Przekształć wszystkie poniższe wpisy w listę numerowaną i pomiń puste wiersze.

"""

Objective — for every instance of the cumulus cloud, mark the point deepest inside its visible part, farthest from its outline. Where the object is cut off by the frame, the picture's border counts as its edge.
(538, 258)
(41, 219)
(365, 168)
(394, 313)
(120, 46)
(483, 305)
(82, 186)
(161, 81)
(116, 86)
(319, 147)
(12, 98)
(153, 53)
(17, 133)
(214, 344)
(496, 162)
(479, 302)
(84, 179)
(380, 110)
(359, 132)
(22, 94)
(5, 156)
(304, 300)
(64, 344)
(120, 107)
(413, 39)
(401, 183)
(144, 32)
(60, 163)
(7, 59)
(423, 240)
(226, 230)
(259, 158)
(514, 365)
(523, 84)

"""

» Rozwiązanie:
1. Objective — for every instance of the cumulus cloud, mark the point deepest inside its visible part, farthest from its outline. Where the object is cut off by the frame, the picture's border counts as its edge.
2. (538, 258)
3. (41, 219)
4. (365, 168)
5. (394, 313)
6. (120, 46)
7. (483, 305)
8. (82, 186)
9. (161, 81)
10. (116, 86)
11. (319, 147)
12. (12, 98)
13. (153, 53)
14. (17, 133)
15. (214, 344)
16. (496, 162)
17. (479, 302)
18. (84, 179)
19. (380, 110)
20. (359, 132)
21. (22, 94)
22. (5, 156)
23. (304, 300)
24. (64, 344)
25. (120, 107)
26. (413, 39)
27. (401, 183)
28. (144, 32)
29. (60, 163)
30. (7, 59)
31. (423, 240)
32. (226, 230)
33. (259, 158)
34. (514, 365)
35. (523, 84)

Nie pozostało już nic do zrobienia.